Stated exercise: In the lines from the one with "Scouting pass: put a marker on the sandy" to the one with "[(233, 92)]", change "marker" to "dot" wherever it appears and leave everything else as it is. Give back only those lines.

Record excerpts:
+ + + + +
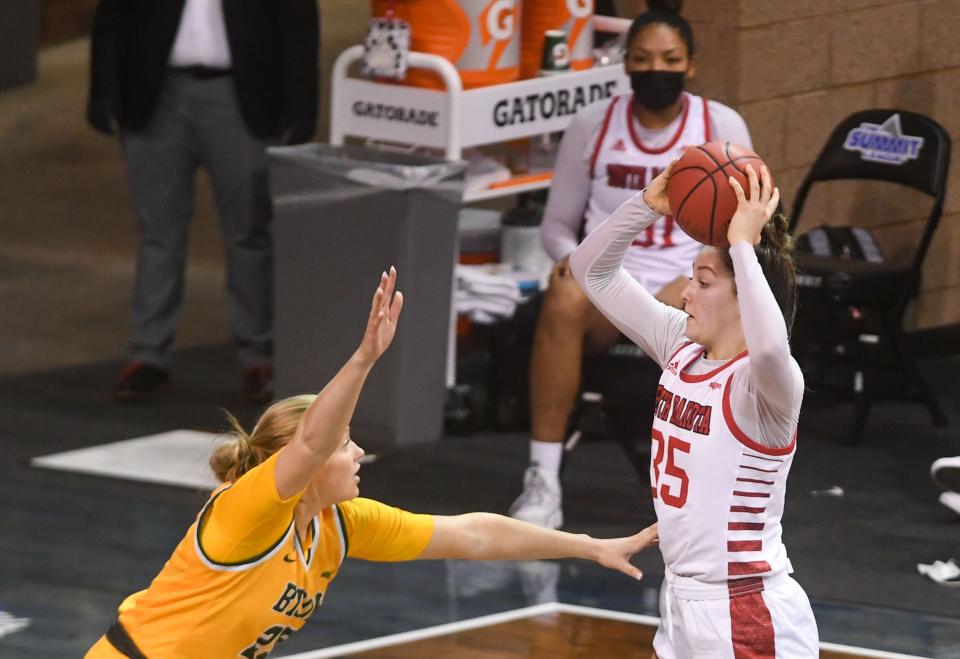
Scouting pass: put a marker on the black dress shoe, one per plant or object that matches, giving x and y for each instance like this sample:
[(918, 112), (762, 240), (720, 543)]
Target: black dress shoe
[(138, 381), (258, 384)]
+ + + + +
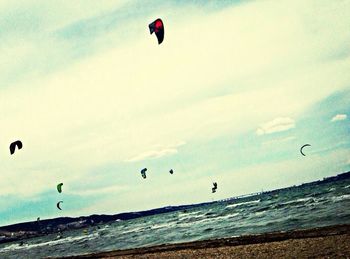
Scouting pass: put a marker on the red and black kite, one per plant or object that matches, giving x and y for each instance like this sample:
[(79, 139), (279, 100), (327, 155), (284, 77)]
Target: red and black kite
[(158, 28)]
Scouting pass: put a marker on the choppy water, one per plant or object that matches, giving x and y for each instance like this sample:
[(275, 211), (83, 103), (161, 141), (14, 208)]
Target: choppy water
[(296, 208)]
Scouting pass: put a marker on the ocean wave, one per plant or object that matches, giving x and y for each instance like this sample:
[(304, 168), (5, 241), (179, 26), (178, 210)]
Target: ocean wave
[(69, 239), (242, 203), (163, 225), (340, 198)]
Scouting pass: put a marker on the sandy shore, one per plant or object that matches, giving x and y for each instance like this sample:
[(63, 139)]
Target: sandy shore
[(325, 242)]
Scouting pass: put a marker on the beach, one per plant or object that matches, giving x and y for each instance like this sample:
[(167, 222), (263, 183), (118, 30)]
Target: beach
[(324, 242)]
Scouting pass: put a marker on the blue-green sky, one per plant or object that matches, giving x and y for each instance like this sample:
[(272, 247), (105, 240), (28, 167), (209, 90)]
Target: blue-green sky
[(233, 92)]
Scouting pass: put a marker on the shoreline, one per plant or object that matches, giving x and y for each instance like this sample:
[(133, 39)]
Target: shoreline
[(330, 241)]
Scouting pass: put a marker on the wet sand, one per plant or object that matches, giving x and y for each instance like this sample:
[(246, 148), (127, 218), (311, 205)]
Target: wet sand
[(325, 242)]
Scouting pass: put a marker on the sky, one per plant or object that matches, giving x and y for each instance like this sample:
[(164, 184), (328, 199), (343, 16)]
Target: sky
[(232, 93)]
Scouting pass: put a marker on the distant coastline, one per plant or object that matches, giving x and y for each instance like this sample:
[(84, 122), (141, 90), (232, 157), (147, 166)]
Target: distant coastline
+ + + + +
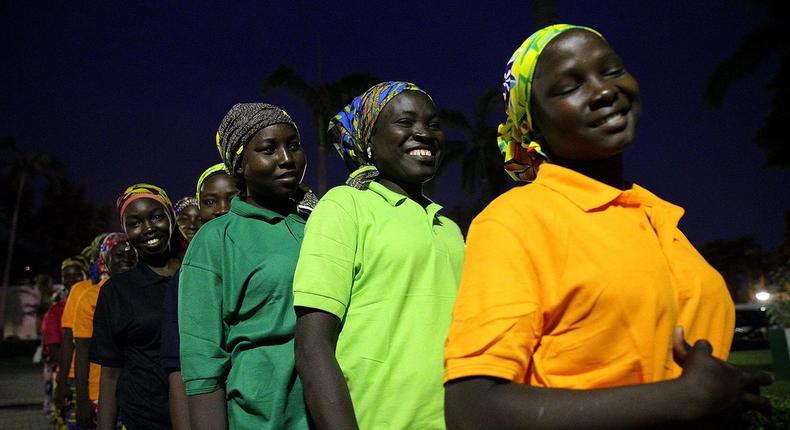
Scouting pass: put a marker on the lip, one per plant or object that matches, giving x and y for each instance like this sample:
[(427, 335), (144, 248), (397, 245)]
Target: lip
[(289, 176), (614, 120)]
+ + + + +
Task solution:
Scouting pass: put a dot on the sandy shore, one per plant or object that matches, giving x and y for each instance like this sample:
[(63, 139)]
Target: sandy shore
[(325, 242)]
Scouting pass: put a dot on the beach, one per plant or object that matches, giving x and y for each instance like this sample:
[(167, 222), (263, 183), (118, 30)]
Target: beach
[(324, 242)]
Scouting pass: put a dot on the blue-green sky, one per plant or object that matches, giving x and y for each instance like this sample:
[(272, 247), (105, 240), (28, 167), (209, 90)]
Target: blue-green sky
[(233, 92)]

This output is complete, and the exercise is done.